| Consigne |
Prolongez l'article ci-dessous sur la fronde contre le PADDUC en rédigeant la suite qui vient après sa dernière phrase.

| Document |
○ ○ ○

Les élus et militants de Femu a Corsica autour de leur leader, Gilles Simeoni.
La fronde, qui grondait depuis quelques temps autour de la dernière mouture du PADDUC, s’amplifie à mesure que le débat final, prévu pour la session de fin de semaine, approche. Après Marie-Antoinette Santoni-Brunelli du groupe libéral « Rassembler pour la Corse », qui, indignée d’avoir reçu le document final de 3000 pages, à peine 10 jours avant la session, demande le report du débat, et l’opposition du groupe « La Gauche républicaine », c’est au tour de Femu a Corsica de monter durement au créneau. Les Nationalistes modérés, qui se sont pleinement investis dans l’élaboration du PADDUC, louant initialement sans réserve la méthode de co-construction choisie par Maria Guidicelli, conseillère exécutif en charge du Plan, sont, aujourd’hui, furieux. Il se sentent floués ! S’ils ont voté, après force amendements, les Orientations stratégiques en juillet 2012 et le PADD en janvier 2014, ils annoncent tout de go qu’ils ne voteront pas le document en l’état. « Nous avons tenu, aujourd’hui, à marquer, à la fois, notre inquiétude, notre colère et notre détermination devant la dérive de l’Exécutif par rapport à l’esprit du texte initial du PADDUC, les objectifs et les acquis déjà votés », explique Gilles Simeoni, leader de Femu a Corsica. Il dénonce « une régression sur la méthode et des modifications substantielles sur des éléments déterminants ».

○ ○ ○

| Données fournies |
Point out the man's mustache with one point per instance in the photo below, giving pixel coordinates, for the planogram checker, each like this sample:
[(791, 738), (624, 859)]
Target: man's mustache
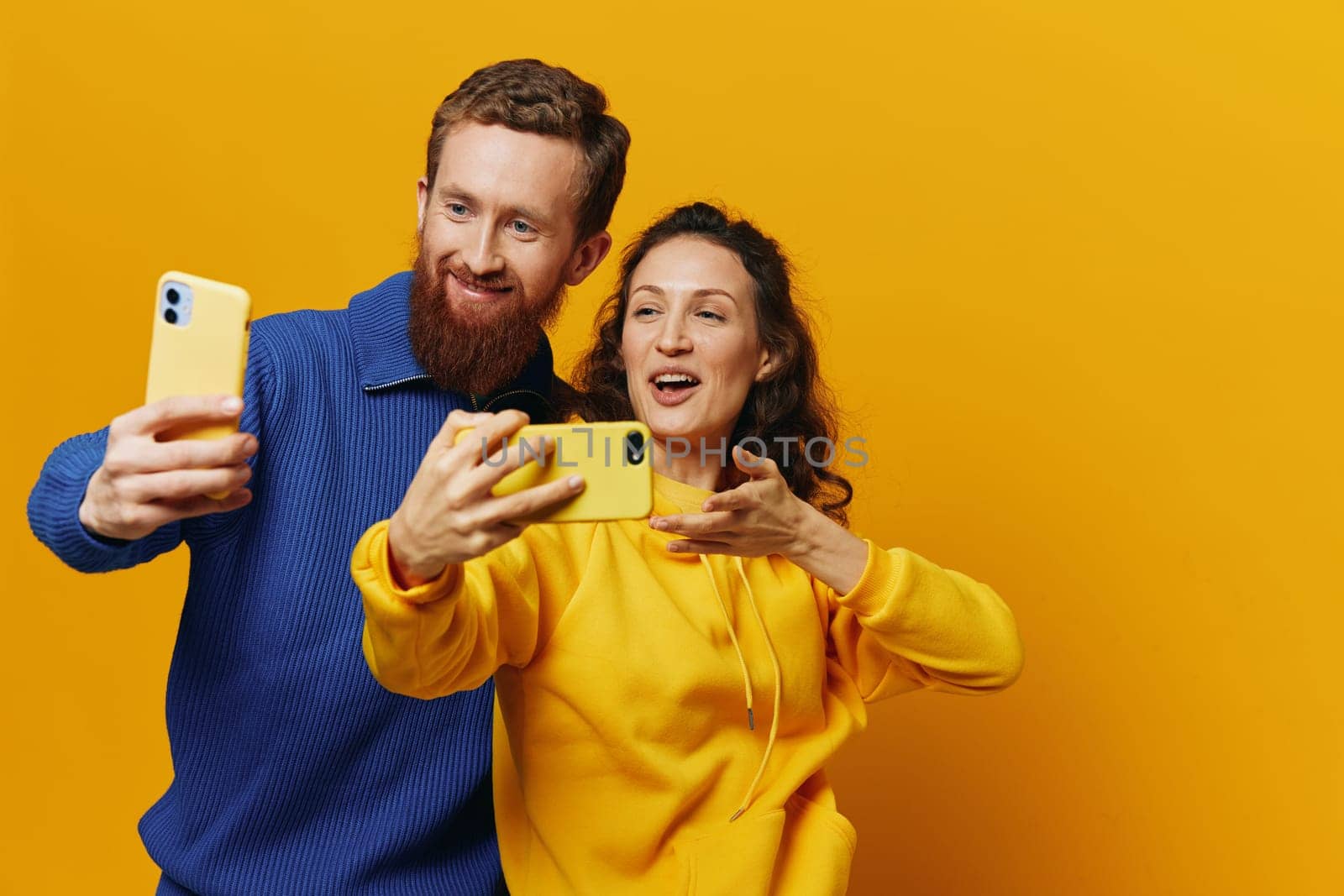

○ ○ ○

| Corrigé |
Des inquiétudes de forme
L’inquiétude porte, d’abord, sur la méthode que Femu a Corsica estime en contradiction avec ce qui a été fait depuis le début des travaux sur le PADDUC, c’est-à-dire une large concertation, de nombreuses réunions, beaucoup de travail en commissions, des assises, des séminaires, des ateliers, des questionnaires d’opinion… « Autant d’épisodes auxquels nous avons participé de façon très active. Mais, depuis plusieurs semaines, on note une détérioration de la méthode », précise Gilles Simeoni. Il pointe clairement trois éléments : « D’abord, on communique un document de 3000 pages dix jours avant la session, ce qui rend impossible sa diffusion, impossible un travail sérieux sur le document, impossible un travail collectif et donc impossible un véritable travail d’amendements ! ». Le second point, qui fait litige, est le choix surprenant de l’Exécutif de concentrer, en un temps très court, en deux petits jours de session, trois débats sur trois gros dossiers qui mériteraient, chacun, une session à lui tout seul, à savoir le PADDUC, la réforme institutionnelle et la fiscalité territoriale, auxquels s’ajoutent la zone franche Montagne et la politique économique de la CTC. L’inquiétude de voir ces débats bâclés et expédiés est partagée par la droite. Le troisième point est la non-consultation du Conseil économique, social et culturel (CESC). « Il était, à notre sens, indispensable, sur un document aussi important, de consulter le CESC, même si la loi ne l’impose pas à ce stade. Alors que tout le monde est d’accord pour renforcer ses prérogatives, il est quand même impensable qu’on ne l’ait pas associé à la réflexion ! ».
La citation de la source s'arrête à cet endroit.